» TASK OBJECTIVE: Each entry below must be repeated word for word.
THE DATA below:
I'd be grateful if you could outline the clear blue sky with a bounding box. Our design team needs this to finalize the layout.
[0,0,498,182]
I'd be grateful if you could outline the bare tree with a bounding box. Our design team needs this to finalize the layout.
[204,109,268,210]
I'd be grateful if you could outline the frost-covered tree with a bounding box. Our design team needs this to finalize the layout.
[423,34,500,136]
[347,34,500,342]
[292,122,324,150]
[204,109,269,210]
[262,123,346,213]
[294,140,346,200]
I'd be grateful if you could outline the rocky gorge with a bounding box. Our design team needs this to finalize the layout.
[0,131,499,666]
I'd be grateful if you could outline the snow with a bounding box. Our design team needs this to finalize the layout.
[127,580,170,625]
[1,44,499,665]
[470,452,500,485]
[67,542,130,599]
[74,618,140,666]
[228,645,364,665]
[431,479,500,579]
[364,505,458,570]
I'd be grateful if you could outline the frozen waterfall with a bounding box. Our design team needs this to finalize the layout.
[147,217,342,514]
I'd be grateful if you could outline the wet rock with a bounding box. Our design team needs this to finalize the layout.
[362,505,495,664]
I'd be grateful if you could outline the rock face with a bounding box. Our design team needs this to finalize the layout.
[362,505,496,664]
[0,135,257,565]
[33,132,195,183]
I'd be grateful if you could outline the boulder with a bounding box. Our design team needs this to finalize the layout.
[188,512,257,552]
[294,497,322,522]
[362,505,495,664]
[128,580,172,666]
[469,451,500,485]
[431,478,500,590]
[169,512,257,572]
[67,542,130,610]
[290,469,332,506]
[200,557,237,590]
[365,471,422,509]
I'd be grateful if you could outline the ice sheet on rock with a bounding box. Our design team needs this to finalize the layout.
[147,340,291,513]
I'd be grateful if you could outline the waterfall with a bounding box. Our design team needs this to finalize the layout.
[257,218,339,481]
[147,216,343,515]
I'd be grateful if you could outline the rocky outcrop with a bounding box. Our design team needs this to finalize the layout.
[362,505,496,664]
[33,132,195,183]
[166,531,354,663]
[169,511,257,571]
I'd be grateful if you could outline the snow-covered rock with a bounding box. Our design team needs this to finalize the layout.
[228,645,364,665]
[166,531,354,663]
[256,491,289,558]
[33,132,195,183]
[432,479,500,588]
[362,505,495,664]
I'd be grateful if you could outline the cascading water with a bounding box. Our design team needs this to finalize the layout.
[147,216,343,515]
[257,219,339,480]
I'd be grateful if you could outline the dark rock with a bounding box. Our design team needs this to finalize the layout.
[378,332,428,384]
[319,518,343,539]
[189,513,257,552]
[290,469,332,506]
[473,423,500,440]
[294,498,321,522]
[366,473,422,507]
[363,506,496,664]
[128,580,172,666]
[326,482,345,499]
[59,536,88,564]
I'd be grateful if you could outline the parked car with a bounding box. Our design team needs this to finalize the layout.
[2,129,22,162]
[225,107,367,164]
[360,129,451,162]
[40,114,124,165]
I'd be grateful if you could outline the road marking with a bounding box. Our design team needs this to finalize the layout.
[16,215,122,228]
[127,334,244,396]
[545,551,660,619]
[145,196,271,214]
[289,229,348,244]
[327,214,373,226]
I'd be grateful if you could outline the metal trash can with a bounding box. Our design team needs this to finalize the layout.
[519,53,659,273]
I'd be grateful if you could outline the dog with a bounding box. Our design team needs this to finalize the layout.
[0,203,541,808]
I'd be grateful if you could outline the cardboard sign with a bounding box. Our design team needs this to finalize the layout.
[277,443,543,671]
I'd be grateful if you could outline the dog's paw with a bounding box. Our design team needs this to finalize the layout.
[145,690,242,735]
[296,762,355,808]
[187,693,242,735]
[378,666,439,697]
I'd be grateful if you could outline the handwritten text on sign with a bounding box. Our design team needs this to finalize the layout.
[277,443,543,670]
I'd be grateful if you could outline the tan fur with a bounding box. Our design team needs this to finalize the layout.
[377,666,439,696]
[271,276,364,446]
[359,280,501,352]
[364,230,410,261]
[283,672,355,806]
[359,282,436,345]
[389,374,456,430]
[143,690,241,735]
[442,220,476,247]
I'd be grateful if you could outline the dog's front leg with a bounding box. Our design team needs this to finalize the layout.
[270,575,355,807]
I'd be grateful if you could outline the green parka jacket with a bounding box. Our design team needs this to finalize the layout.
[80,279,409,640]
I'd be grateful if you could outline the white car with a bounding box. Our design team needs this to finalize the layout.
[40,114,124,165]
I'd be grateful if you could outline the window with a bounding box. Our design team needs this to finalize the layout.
End of THE DATA.
» OUTPUT:
I'd be grateful if you could outline the clear blue sky with a bounding box. Our design team needs this to finalize the layout.
[0,0,498,182]
I'd be grateful if you could outline the bare tree with a bounding box. Our design team needs this to finalize the layout.
[204,109,268,210]
I'd be grateful if you could outline the frost-covered tree with a bounding box. Our design team needs this to finalize the layout.
[423,34,500,136]
[347,34,500,342]
[292,122,324,150]
[204,109,269,210]
[262,123,346,213]
[294,140,346,200]
I'd be grateful if you could outline the rocky gorge with a bounding box. Our design team needs this to finalize the layout.
[0,131,499,666]
I'd be grateful if you could outline the snow with a bounding box. Our design team needs this to finalize the layout.
[127,580,170,625]
[1,44,499,665]
[470,452,500,485]
[67,542,130,599]
[74,618,140,666]
[228,645,364,665]
[431,479,500,579]
[364,505,458,570]
I'd be grateful if you could outline the frozen waterfall with a bounding box. Our design team needs this to finalize the layout.
[147,217,342,514]
I'd be grateful if you could outline the wet rock with a bounding box. Our design team needs this to finalize the layout.
[362,505,495,664]
I'd be grateful if you could outline the rock face with a bounding box. Our design team needs this to finalize the layout.
[362,505,496,664]
[0,135,257,565]
[33,132,195,183]
I'd be grateful if you could outline the boulder with a bounding box. Our design team needs this to finalize the layout.
[188,512,257,552]
[294,497,322,522]
[362,505,495,664]
[128,580,172,666]
[469,451,500,485]
[431,478,500,590]
[169,512,257,572]
[67,542,130,610]
[290,469,332,506]
[200,557,237,590]
[365,471,422,509]
I'd be grateful if you could outline the ice sheet on rock with a bounding box. Our design team needs this to finalize the layout.
[147,340,291,513]
I'd be grateful if you could outline the waterfall with a bounding box. Our design team needs this to finalize the layout.
[257,218,339,481]
[147,216,343,515]
I'd be grateful if you could outline the rocky outcrop with a bounding box. Our design team needs this to finalize the layout.
[362,505,496,664]
[33,132,195,183]
[166,531,354,663]
[169,511,257,571]
I'd be grateful if you could outline the snow-covered rock with a bounding box. Our design team needs this to finalize the layout.
[228,645,364,665]
[166,531,354,663]
[256,491,289,558]
[33,132,195,183]
[432,479,500,588]
[362,505,495,664]
I'd be grateful if you could outline the cascading water with a bounding box. Our design team needs this to finalize the layout.
[147,216,343,515]
[257,219,339,480]
I'd be grateful if you could outline the dark rock with a bounding box. Our design team needs this to finalize the layout.
[378,332,428,384]
[319,518,343,539]
[189,513,257,552]
[290,469,332,506]
[473,423,500,440]
[294,498,321,522]
[366,473,422,507]
[363,506,496,664]
[128,580,172,666]
[326,482,345,499]
[59,536,88,564]
I'd be grateful if you could outline the parked car with a bounding box. Our design team needs this to finalize the layout.
[2,129,22,162]
[225,107,367,164]
[360,129,451,162]
[40,114,124,165]
I'd be grateful if you could outline the road marking with a bounding box. Our design team needs this to finalize the layout.
[16,215,122,228]
[127,334,244,396]
[545,551,660,619]
[145,196,271,214]
[289,229,348,244]
[327,214,373,226]
I'd be grateful if you could outline the metal trash can with a bounding box. Our design team needs this to finalize the layout.
[519,53,659,273]
I'd be grateful if you could outline the dog with a bounding box. Our design team needs this to finalize the layout.
[0,203,541,808]
I'd be grateful if you could outline the cardboard sign with a bounding box. Our design team needs this to finalize the layout.
[277,443,543,671]
I'd be grateful if you could outline the dog's paw with a bounding box. Our design team needs this to finalize the layout.
[145,690,242,735]
[296,762,355,808]
[187,693,242,735]
[378,666,439,697]
I'd be grateful if you could outline the handwritten text on sign with a bounding box. Our design team needs this to finalize the layout.
[277,443,543,670]
I'd be grateful if you could outline the tan fur with a bounding box. Our design team needs this to finalize the layout.
[377,666,439,696]
[271,276,364,446]
[359,280,501,352]
[364,230,410,261]
[283,672,355,806]
[359,282,436,345]
[389,374,456,430]
[143,690,241,735]
[442,220,476,247]
I'd be grateful if you could outline the dog's front leg with a bounding box. Our design team needs this to finalize the layout.
[270,575,355,807]
I'd be grateful if you could outline the green parka jacket with a bounding box. Our design team needs this to finalize the layout.
[80,279,409,640]
I'd be grateful if you could outline the white car with a bounding box. Our design team needs this to finalize the layout.
[40,114,124,165]
I'd be grateful if you could outline the window with a bounding box. Our design team needs this to finalize the layout.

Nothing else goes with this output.